== EXCERPTED PASSAGE

In each of the following, find the value of the constant k so that the given function is continuous at the indicated point;

(i) Given:

$f(x)= \begin{cases}\frac{1-\cos 2 k x}{x^{2}}, & \text { if } x \neq 0 \\ 8 & , \text { if } x=0\end{cases}$

If $f(x)$ is continuous at $x=0$, then

$\lim _{x \rightarrow 0} f(x)=f(0)$

$\Rightarrow \lim _{x \rightarrow 0} \frac{1-\cos 2 k x}{x^{2}}=8$

$\Rightarrow \lim _{x \rightarrow 0} \frac{2 k^{2} \sin ^{2} k x}{k^{2} x^{2}}=8$

$\Rightarrow 2 k^{2} \lim _{x \rightarrow 0}\left(\frac{\sin k x}{k x}\right)^{2}=8$

$\Rightarrow 2 k^{2} \times 1=8$

$\Rightarrow k^{2}=4$

$\Rightarrow k=\pm 2$

(ii) Given:

$f(x)=\left\{\begin{array}{l}(x-1) \tan \frac{\pi x}{2}, \text { if } x \neq 1 \\ k, \text { if } x=1\end{array}\right.$

If f(x) is continuous at x = 1, then

$\lim _{x \rightarrow 1} f(x)=f(1)$

$\Rightarrow \lim _{x \rightarrow 1}(x-1) \tan \frac{\pi x}{2}=k$

Putting $x-1=y$, we get

$\lim _{y \rightarrow 0} y \tan \frac{\pi(y+1)}{2}=k$

$\Rightarrow \lim _{y \rightarrow 0} y \tan \left(\frac{\pi y}{2}+\frac{\pi}{2}\right)=k$

$\Rightarrow \lim _{y \rightarrow 0} y \tan \left(\frac{\pi}{2}+\frac{\pi y}{2}\right)=k$

$\Rightarrow-\lim _{y \rightarrow 0} y \cot \left(\frac{\pi y}{2}\right)=k$

$\Rightarrow \frac{-2}{\pi} \lim _{y \rightarrow 0} \frac{\frac{\pi y}{2} \cos \left(\frac{x y}{2}\right)}{\sin \left(\frac{y y}{2}\right)}=k$

$\Rightarrow \frac{-2}{\pi} \frac{\lim _{y \rightarrow 0} \cos \left(\frac{x y}{2}\right)}{\lim _{y \rightarrow 0}\left(\frac{\sin \left(\frac{x y}{2}\right)}{\frac{x y}{2}}\right)}=k$

$\Rightarrow \frac{-2}{\pi} \times \frac{1}{1}=k$

$\Rightarrow k=\frac{-2}{\pi}$

(iii) Given:

$f(x)=\left\{\begin{array}{l}k\left(x^{2}-2 x\right), \text { if } x<0 \\ \cos x, \text { if } x \geq 0\end{array}\right.$

We have

$(\mathrm{LHL}$ at $x=0)=\lim _{x \rightarrow 0^{-}} f(x)=\lim _{h \rightarrow 0} f(0-h)=\lim _{h \rightarrow 0} f(-h)=\lim _{h \rightarrow 0} k\left(h^{2}+2 h\right)=0$

(RHL at $x=0)=\lim _{x \rightarrow 0^{+}} f(x)=\lim _{h \rightarrow 0} f(0+h)=\lim _{h \rightarrow 0} f(h)=\lim _{h \rightarrow 0} \cos h=1$

$\therefore \lim _{x \rightarrow 0^{-}} f(x) \neq \lim _{x \rightarrow 0^{+}} f(x)$

Thus, no value of $\mathrm{k}$ exists for which $f(x)$ is continuous at $x=0$.

====

§ **STATED EXERCISE A**
Count the lines of the entries that contain the string "front", treating uppercase and lowercase as different, and reply with the number alone.
The entries have no connection to the continuity exercise.

== RECORDS FOR PROCESSING

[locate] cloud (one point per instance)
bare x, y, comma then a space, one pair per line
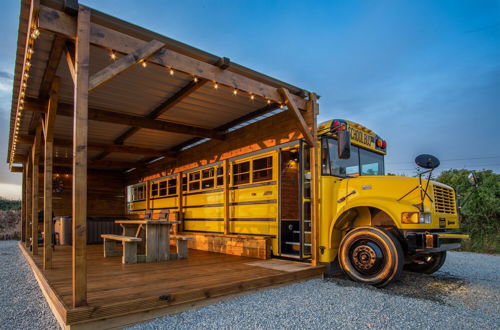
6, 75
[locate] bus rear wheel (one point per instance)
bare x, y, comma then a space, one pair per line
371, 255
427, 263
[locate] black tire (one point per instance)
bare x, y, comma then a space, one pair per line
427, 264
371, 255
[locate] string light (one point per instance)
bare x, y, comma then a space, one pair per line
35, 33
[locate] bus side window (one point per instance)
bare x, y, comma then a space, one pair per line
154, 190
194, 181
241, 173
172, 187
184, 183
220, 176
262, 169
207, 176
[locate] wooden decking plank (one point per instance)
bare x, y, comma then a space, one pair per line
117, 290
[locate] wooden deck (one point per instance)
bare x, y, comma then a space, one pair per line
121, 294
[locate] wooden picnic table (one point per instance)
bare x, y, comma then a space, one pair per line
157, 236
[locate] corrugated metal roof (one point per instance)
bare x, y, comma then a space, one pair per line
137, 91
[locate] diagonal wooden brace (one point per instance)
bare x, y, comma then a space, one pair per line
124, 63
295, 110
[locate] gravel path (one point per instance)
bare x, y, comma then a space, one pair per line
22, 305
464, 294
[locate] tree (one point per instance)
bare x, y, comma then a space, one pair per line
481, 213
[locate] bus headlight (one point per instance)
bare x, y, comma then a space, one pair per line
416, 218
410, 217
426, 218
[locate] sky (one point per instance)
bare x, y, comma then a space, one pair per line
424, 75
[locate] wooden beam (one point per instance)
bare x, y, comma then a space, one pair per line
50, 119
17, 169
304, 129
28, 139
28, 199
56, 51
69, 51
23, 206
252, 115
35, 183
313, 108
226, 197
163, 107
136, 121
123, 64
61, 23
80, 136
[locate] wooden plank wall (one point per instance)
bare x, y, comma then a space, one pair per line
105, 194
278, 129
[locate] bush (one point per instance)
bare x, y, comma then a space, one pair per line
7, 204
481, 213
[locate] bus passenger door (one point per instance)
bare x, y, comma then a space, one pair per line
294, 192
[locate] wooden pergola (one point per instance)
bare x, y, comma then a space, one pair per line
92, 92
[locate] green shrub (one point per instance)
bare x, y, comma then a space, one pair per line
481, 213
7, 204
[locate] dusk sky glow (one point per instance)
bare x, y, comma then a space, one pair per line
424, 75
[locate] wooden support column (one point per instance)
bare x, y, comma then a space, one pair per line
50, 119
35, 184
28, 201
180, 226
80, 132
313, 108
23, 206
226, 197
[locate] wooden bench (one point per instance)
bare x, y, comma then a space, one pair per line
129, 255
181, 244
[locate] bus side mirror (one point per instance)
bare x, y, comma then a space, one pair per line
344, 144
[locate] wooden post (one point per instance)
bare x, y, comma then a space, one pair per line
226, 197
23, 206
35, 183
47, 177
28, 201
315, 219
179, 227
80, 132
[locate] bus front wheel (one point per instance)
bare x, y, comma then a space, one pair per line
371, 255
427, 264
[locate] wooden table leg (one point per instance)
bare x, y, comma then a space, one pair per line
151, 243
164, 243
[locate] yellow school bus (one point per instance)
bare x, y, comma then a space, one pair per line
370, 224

====
== RECORDS FOR PROCESSING

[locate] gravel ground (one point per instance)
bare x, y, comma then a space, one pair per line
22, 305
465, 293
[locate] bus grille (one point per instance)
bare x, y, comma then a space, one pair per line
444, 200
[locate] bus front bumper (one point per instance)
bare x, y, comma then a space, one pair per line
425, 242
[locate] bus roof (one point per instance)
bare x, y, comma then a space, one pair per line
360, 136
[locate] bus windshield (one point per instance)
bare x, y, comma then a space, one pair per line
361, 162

====

§ **STATED EXERCISE B**
In the continuity exercise, which values of k make the function in part (i) continuous at x = 0?

§ **CORRECT RESULT A**
2

§ **CORRECT RESULT B**
k = 2 or k = −2 (k = ±2).